Source:
Dzerzhinskii, supported by Lenin, was given to boasting that terror and its instrument, the Cheka, had saved the Revolution. This appraisal is probably correct, as long as “the Revolution” is identified with the Bolshevik dictatorship. There exists solid evidence that by the summer of 1918, when the Bolsheviks launched the terror, they were rejected by all strata of the population except for their own apparatus. Under these circumstances, “merciless terror” was indeed the only way of preserving the regime.
This terror had to be not only “merciless” (can one even conceive of “merciful” terror?) but also indiscriminate. If the opponents of the Bolshevik dictatorship had been an identifiable minority, then one could have targeted them for surgical removal. But in Soviet Russia it was the regime and its supporters that were a minority. To stay in power, the dictatorship had first to atomize society and then destroy in it the very will to act. The Red Terror gave the population to understand that under a regime that felt no hesitation in executing innocents, innocence was no guarantee of survival. The best hope of surviving lay in making oneself as inconspicuous as possible, which meant abandoning any thought of independent public activity, indeed any concern with public affairs, and withdrawing into one’s private world. Once society disintegrated into an agglomeration of human atoms, each fearful of being noticed and concerned exclusively with physical survival, then it ceased to matter what society thought, for the government had the entire sphere of public activity to itself. Only under these conditions could a small minority subjugate millions.

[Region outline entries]
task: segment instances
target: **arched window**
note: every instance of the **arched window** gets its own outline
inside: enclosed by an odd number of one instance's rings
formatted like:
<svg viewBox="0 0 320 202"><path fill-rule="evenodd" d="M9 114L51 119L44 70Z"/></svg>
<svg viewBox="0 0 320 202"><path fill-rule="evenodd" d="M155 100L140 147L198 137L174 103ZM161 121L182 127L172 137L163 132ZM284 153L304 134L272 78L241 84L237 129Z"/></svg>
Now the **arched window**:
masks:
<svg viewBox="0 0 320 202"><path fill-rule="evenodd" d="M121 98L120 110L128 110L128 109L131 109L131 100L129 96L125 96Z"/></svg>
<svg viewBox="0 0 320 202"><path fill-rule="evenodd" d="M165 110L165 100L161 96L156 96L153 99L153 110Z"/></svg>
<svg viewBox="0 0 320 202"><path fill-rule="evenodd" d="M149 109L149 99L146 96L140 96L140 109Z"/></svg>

Goals:
a) Answer these from the passage on the Red Terror:
(i) Who supported Dzerzhinskii in boasting that terror had saved the Revolution?
(ii) By what time had the Bolsheviks been rejected by all strata of the population except their own apparatus?
(iii) Where did the best hope of surviving lie?
b) Please copy the passage on the Red Terror, everything from "Dzerzhinskii, supported by" down to "preserving the regime.".

Set of answers:
a)
(i) Lenin.
(ii) By the summer of 1918.
(iii) In making oneself as inconspicuous as possible.

b)
Dzerzhinskii, supported by Lenin, was given to boasting that terror and its instrument, the Cheka, had saved the Revolution. This appraisal is probably correct, as long as “the Revolution” is identified with the Bolshevik dictatorship. There exists solid evidence that by the summer of 1918, when the Bolsheviks launched the terror, they were rejected by all strata of the population except for their own apparatus. Under these circumstances, “merciless terror” was indeed the only way of preserving the regime.